# [TASK DESCRIPTION]
Once you reach the line containing "the rider's glove", copy it and every line after it exactly, through the end of the data below.
Segment Start: AVAILABLE DATA
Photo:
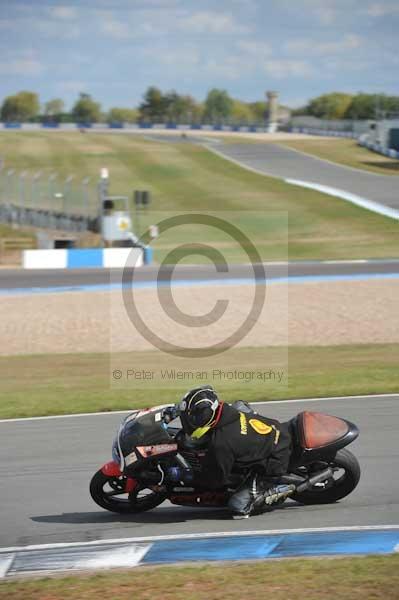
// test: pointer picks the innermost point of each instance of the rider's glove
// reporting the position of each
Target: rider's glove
(169, 413)
(179, 475)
Segment End: AVAILABLE DATA
# [OUTPUT BELOW]
// test: pointer picks the innermost point of each instance of the rider's glove
// reporting the position of each
Target: rider's glove
(169, 413)
(179, 475)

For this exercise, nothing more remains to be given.